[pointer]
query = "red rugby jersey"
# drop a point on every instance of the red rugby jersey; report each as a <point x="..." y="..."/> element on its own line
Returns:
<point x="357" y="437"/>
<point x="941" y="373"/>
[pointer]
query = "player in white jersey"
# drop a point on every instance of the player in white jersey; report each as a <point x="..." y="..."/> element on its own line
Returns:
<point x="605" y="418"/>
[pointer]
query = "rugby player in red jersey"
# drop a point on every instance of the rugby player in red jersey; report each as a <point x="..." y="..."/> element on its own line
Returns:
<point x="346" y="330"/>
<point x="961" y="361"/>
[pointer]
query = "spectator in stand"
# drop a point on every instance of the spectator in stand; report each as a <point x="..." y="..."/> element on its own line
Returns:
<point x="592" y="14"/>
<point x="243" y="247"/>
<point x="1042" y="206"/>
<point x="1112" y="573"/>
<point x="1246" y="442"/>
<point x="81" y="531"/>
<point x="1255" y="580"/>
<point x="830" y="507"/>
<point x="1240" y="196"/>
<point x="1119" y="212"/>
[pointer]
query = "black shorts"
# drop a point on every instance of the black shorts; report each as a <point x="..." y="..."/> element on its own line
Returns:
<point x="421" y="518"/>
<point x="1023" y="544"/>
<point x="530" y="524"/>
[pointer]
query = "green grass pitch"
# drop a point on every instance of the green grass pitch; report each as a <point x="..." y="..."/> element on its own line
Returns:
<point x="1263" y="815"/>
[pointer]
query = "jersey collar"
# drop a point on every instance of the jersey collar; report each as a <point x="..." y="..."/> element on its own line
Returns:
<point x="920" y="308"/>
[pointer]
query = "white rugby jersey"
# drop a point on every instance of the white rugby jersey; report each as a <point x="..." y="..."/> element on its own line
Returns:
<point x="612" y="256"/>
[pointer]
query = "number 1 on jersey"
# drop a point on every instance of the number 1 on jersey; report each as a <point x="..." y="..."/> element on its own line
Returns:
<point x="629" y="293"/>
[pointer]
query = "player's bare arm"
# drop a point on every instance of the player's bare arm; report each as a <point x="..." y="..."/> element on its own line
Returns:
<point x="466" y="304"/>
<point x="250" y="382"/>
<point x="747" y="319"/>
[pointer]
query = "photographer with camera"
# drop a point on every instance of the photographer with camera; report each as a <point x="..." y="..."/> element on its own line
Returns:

Given instruction =>
Each line of the listing should be echoed back exactly.

Result below =>
[pointer]
query = "red rugby jersey"
# drop a point on every instance of the red rugby jersey; report each as a <point x="..." y="..."/> element on its own line
Returns:
<point x="357" y="437"/>
<point x="941" y="373"/>
[pointer]
query = "player in white jersey"
# drop a point on every instance of the player in white jersey; report each as a <point x="..." y="..."/> element on its own line
Returns:
<point x="605" y="418"/>
[pointer]
query = "rugby player in red jersey"
# drop a point on every instance of the rugby player in red jersey; report each as a <point x="..." y="..."/> element on its own line
Returns:
<point x="346" y="330"/>
<point x="961" y="361"/>
[pointer]
query = "spectator in stand"
# drop a point on every instance of the spectator in stand; report each as a <point x="..." y="..."/> element on its own line
Returns:
<point x="592" y="14"/>
<point x="243" y="247"/>
<point x="1042" y="206"/>
<point x="1112" y="573"/>
<point x="1246" y="442"/>
<point x="81" y="531"/>
<point x="1255" y="580"/>
<point x="830" y="507"/>
<point x="1240" y="196"/>
<point x="1119" y="212"/>
[pointer]
query = "black shorts"
# drop a point on every instance of the black shorts; report each as a <point x="..." y="..."/> element on its own line
Returns:
<point x="421" y="518"/>
<point x="1023" y="544"/>
<point x="530" y="524"/>
[pointer]
query = "green grass pitch"
# drop a point on every instance of the green grass pitch; report each as a <point x="..." y="..."/> element on its own line
Returns:
<point x="1263" y="815"/>
[pointer]
query = "jersey collar"
# drop a point on every instance of the jersey collar; report each as a <point x="..." y="..."/> element on its own line
Returns:
<point x="920" y="308"/>
[pointer]
query = "white rugby jersey"
# drop a point on every instance of the white rugby jersey; report each as a <point x="..." y="..."/> element on its own line
Returns:
<point x="612" y="256"/>
[pointer]
query = "number 1 on jersey"
# drop a point on every instance of the number 1 on jersey; report each as a <point x="..." y="..."/> element on its own line
Returns:
<point x="629" y="293"/>
[pointer]
query = "player's bare arm"
# drop a point on every instance of the player's bare arm; report each as a <point x="..." y="..."/> element on its own line
Returns:
<point x="466" y="304"/>
<point x="250" y="382"/>
<point x="747" y="319"/>
[pointer]
query = "photographer with camera"
# drop a point on every instance of the photographer with camera; report each as a <point x="..." y="..."/> element on its own line
Returns:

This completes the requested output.